begin

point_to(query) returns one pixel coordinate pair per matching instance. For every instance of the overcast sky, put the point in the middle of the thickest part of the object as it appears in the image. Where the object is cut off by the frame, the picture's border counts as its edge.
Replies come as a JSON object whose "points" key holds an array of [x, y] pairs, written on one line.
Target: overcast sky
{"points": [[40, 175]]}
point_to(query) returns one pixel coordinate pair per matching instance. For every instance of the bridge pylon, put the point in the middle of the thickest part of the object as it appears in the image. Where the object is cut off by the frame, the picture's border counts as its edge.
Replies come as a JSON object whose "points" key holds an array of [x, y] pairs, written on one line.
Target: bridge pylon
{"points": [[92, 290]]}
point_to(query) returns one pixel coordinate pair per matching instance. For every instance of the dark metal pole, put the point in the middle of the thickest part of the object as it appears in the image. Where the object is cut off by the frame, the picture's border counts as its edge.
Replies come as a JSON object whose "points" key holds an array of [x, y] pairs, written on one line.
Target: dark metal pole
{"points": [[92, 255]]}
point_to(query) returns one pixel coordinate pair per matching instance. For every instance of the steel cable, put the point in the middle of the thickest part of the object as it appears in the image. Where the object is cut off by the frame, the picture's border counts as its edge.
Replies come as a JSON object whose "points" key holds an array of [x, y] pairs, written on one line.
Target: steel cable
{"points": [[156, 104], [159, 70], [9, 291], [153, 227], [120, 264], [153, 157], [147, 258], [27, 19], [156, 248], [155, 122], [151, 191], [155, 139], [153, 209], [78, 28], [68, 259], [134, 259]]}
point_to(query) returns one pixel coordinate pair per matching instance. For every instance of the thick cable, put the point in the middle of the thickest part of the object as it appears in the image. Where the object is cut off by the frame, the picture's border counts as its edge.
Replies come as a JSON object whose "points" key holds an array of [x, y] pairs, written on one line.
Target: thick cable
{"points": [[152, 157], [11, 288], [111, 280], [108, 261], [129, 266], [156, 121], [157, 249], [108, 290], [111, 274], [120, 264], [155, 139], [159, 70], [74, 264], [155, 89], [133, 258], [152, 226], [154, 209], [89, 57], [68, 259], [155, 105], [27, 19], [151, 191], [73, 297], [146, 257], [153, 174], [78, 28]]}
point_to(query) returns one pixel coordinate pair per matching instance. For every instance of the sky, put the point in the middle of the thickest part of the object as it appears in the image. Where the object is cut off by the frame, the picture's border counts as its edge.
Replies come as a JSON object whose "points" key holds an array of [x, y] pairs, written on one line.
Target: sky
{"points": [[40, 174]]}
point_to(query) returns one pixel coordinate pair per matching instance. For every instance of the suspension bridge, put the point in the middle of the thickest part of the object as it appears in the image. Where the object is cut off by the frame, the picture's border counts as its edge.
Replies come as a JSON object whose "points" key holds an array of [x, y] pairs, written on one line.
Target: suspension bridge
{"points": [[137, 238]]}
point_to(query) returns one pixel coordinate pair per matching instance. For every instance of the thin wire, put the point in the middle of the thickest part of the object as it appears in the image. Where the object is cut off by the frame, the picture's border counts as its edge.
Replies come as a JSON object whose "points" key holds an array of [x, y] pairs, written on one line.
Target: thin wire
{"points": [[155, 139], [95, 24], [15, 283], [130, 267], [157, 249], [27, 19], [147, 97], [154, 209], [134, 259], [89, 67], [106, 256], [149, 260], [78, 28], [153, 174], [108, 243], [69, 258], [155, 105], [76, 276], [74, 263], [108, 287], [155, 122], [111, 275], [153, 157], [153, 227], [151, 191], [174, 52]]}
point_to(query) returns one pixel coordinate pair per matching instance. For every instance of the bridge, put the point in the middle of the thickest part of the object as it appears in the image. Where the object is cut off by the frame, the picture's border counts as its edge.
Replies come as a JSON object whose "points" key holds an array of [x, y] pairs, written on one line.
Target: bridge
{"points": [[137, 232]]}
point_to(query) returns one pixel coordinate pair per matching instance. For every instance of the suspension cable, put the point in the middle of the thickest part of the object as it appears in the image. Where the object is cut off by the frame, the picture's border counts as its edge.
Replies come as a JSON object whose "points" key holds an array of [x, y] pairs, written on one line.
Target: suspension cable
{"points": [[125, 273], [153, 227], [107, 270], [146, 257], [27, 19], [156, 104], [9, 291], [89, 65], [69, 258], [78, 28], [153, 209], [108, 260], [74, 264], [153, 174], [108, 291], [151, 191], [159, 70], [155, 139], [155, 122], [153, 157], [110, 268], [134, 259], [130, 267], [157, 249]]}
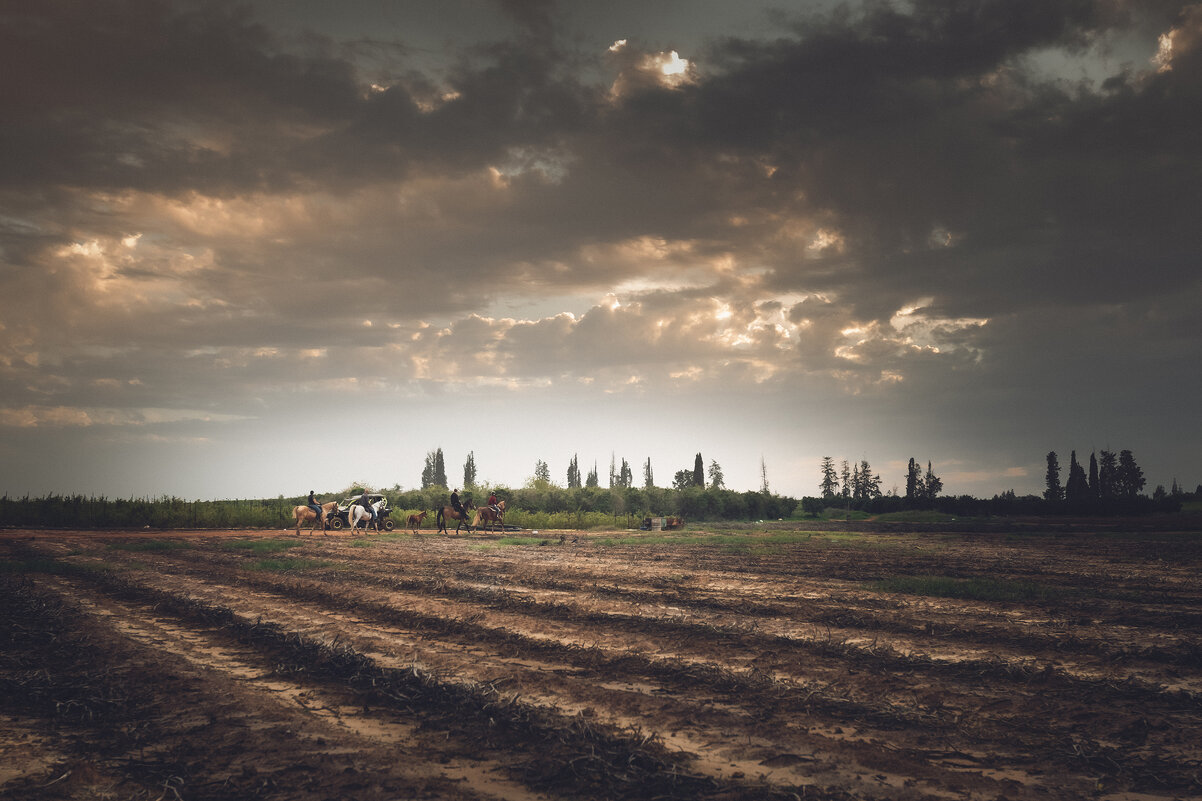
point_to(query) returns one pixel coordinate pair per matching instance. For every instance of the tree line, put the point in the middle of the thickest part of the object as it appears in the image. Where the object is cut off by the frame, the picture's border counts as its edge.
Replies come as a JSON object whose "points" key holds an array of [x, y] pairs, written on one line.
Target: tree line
{"points": [[1112, 484]]}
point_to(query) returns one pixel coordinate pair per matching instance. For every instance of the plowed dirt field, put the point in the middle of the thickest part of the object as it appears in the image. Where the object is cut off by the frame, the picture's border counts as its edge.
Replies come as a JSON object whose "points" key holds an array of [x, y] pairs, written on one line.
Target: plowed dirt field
{"points": [[760, 664]]}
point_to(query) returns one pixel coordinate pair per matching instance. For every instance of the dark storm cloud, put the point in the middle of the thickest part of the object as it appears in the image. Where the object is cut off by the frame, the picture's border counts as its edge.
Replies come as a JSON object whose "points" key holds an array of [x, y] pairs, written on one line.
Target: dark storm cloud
{"points": [[906, 201]]}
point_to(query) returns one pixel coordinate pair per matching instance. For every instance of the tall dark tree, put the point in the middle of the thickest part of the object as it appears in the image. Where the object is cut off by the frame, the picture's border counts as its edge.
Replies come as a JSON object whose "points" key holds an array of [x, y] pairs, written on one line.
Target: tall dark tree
{"points": [[469, 470], [434, 473], [932, 485], [573, 474], [1094, 488], [912, 478], [1052, 480], [869, 484], [1077, 488], [716, 481], [1129, 476], [1107, 475], [440, 469], [428, 470], [829, 484]]}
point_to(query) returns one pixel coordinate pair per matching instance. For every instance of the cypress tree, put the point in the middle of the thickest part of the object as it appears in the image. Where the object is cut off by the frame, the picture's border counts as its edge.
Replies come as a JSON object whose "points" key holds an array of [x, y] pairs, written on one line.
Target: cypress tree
{"points": [[1053, 492]]}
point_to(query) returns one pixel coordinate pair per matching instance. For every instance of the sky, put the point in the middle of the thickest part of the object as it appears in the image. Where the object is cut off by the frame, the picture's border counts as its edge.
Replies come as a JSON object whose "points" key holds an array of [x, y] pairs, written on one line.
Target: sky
{"points": [[251, 249]]}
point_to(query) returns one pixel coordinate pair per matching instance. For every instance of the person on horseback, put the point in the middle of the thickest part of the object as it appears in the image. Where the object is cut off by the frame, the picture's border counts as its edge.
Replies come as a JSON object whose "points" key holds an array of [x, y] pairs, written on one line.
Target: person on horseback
{"points": [[314, 504], [367, 504]]}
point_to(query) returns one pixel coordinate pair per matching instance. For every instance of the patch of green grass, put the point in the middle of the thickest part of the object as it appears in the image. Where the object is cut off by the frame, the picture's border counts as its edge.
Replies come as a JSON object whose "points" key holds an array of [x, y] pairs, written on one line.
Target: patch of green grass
{"points": [[262, 546], [152, 546], [289, 564], [987, 589], [915, 516]]}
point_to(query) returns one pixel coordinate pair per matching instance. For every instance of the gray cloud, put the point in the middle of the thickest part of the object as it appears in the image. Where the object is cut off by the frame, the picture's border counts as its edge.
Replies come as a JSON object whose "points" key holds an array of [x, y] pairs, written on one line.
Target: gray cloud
{"points": [[906, 207]]}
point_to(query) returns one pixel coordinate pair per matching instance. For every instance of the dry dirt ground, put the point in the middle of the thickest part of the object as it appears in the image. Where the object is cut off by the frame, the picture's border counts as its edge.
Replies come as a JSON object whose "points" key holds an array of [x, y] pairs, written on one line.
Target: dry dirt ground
{"points": [[757, 665]]}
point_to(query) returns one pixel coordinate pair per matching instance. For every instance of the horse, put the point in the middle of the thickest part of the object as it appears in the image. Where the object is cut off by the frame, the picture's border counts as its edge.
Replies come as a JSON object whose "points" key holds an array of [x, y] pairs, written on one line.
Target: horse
{"points": [[451, 512], [486, 515], [414, 521], [304, 512], [357, 512]]}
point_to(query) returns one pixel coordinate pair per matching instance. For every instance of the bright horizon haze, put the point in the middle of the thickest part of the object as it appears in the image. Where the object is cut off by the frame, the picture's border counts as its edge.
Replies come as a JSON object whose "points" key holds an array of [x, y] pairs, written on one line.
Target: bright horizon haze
{"points": [[253, 249]]}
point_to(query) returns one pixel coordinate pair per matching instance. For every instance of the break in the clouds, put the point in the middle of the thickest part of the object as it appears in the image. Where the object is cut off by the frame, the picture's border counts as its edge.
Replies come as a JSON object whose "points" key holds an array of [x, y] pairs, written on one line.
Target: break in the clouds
{"points": [[239, 233]]}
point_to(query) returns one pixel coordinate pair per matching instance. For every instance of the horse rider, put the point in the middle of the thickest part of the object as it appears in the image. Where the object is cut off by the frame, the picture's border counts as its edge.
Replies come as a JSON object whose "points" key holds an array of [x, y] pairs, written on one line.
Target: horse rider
{"points": [[314, 504], [367, 504]]}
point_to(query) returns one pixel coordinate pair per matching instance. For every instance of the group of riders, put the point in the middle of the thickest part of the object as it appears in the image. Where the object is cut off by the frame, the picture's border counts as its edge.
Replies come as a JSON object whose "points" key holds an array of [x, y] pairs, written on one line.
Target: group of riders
{"points": [[314, 503]]}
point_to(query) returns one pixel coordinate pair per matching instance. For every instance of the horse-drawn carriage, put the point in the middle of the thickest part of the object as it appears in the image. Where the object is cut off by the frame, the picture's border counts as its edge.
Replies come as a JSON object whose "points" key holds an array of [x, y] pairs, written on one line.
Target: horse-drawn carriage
{"points": [[341, 516]]}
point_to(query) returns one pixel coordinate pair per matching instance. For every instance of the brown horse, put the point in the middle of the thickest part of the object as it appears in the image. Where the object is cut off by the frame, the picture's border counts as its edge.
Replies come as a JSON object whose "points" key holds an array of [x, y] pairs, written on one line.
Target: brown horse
{"points": [[414, 521], [451, 512], [486, 515], [304, 512]]}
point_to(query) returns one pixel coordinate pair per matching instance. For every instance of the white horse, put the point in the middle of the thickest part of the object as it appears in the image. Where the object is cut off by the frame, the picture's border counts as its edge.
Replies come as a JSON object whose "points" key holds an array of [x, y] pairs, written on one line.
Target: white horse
{"points": [[358, 512]]}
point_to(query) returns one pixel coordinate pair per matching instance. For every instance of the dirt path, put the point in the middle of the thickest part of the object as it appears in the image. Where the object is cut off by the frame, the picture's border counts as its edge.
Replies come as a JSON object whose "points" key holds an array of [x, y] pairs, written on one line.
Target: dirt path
{"points": [[454, 668]]}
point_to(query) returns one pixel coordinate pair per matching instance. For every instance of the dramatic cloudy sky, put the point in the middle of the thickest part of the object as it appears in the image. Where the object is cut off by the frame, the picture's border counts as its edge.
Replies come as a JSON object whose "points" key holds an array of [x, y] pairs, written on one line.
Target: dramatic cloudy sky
{"points": [[256, 248]]}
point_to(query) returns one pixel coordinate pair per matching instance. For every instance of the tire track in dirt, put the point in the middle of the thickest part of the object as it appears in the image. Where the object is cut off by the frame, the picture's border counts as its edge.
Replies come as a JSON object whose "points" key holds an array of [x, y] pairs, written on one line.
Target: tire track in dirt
{"points": [[565, 701], [325, 712], [862, 718]]}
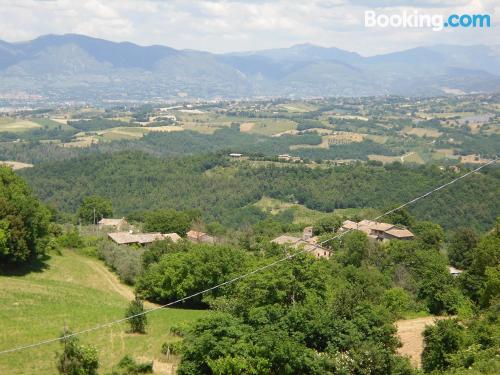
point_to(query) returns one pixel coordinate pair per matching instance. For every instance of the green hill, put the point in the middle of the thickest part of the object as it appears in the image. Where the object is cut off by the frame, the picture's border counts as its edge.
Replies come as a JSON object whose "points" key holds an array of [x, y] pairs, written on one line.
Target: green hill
{"points": [[80, 292]]}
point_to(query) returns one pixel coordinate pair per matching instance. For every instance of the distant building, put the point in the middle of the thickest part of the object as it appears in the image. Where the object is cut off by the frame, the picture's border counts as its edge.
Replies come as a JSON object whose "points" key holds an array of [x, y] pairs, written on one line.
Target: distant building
{"points": [[200, 237], [128, 238], [308, 243], [455, 272], [378, 231], [118, 224]]}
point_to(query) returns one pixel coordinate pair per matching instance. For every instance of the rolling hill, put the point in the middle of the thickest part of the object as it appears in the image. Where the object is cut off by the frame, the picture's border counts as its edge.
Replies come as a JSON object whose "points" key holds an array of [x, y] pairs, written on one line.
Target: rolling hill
{"points": [[78, 67]]}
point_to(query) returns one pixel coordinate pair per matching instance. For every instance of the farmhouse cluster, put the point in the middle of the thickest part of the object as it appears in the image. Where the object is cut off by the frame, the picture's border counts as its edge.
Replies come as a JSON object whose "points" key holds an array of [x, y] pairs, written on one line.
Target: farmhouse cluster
{"points": [[376, 231]]}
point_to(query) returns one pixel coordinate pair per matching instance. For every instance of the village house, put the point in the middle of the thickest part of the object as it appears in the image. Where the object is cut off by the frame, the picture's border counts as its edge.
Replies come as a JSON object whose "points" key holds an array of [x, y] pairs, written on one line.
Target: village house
{"points": [[129, 238], [378, 231], [118, 224], [308, 243], [200, 237]]}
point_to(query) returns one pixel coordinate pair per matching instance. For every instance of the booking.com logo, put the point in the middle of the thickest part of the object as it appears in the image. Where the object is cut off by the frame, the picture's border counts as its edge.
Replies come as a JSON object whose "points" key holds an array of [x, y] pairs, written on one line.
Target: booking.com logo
{"points": [[435, 21]]}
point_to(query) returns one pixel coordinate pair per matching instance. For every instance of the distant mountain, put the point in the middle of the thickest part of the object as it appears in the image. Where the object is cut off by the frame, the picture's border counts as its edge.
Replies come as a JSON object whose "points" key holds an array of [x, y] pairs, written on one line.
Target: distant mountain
{"points": [[77, 67]]}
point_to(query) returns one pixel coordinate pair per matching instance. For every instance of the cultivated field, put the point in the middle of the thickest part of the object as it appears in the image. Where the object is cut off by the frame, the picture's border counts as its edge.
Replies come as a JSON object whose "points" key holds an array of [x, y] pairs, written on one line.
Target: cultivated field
{"points": [[14, 125], [79, 292]]}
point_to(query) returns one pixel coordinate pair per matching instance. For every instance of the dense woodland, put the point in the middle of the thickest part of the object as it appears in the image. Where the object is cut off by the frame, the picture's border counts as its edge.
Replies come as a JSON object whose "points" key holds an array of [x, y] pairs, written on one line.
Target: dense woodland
{"points": [[223, 191]]}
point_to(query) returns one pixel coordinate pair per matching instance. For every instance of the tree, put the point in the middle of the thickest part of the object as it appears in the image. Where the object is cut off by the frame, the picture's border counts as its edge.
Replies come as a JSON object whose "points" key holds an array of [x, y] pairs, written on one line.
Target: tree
{"points": [[127, 366], [355, 246], [168, 221], [430, 234], [327, 224], [137, 318], [462, 243], [401, 217], [492, 285], [77, 359], [94, 208], [24, 222]]}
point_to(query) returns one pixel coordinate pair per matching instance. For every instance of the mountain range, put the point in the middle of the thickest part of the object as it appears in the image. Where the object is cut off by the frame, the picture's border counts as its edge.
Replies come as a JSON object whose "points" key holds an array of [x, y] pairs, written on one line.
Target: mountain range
{"points": [[77, 67]]}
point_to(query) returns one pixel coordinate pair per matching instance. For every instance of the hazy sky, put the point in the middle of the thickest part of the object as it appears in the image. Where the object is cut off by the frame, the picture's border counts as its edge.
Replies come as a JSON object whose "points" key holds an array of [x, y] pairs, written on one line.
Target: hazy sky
{"points": [[236, 25]]}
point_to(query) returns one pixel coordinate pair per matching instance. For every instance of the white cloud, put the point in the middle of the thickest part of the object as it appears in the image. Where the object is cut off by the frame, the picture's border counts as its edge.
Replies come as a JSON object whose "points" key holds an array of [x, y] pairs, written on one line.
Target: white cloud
{"points": [[231, 25]]}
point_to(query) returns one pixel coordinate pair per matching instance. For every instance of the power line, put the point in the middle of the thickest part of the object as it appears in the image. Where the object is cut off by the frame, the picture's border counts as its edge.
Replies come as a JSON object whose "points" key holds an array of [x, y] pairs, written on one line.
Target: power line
{"points": [[231, 281]]}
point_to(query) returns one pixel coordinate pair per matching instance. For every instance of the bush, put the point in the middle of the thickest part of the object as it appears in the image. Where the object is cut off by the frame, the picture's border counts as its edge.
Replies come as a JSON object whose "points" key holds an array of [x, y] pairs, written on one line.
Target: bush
{"points": [[127, 366], [167, 221]]}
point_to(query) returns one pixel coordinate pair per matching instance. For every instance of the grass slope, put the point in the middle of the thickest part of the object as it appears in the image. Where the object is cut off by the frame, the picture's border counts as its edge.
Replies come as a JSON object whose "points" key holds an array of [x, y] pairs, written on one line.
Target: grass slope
{"points": [[80, 292]]}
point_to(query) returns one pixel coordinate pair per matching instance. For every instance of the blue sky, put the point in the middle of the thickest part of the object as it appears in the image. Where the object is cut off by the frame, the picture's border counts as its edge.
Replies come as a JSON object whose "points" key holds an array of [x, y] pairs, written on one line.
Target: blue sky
{"points": [[238, 25]]}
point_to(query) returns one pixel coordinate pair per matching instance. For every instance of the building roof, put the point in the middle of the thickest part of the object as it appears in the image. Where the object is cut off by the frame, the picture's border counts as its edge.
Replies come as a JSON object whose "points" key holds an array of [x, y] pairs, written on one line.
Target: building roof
{"points": [[111, 222], [348, 224], [196, 234]]}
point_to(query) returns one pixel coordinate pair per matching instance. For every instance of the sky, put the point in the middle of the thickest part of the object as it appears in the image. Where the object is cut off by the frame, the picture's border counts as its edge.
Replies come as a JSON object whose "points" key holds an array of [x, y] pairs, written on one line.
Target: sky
{"points": [[243, 25]]}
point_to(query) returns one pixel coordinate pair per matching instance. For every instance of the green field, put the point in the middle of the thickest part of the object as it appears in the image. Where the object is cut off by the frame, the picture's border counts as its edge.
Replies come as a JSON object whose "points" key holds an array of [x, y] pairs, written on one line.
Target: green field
{"points": [[80, 292], [271, 126]]}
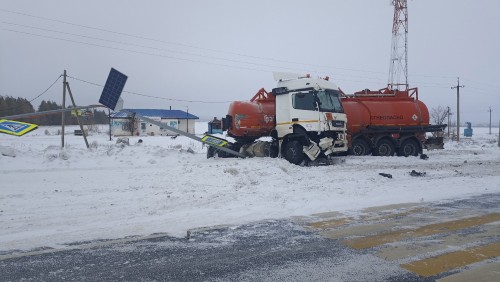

end

| Short exercise |
Render everything in the listing from the line containing "of the power" down to the line containing "Target: power line", both included, as a Markdown table with the columns Row and Listing line, skipping any blank lines.

| Result |
| Row | Listing line |
|---|---|
| 1 | point_to(query) returns one pixel coordinate pair per matching instance. For every instance of the power line, put the point in the middle of the thickest part of the object as it appears in the image. Where the object is cut off by the frame, the picture's border counts as its edge. |
| 2 | Replies come as a JSON object whose "points" key holds an array of [x, y] pairs, written on one line. |
| 3 | Target: power line |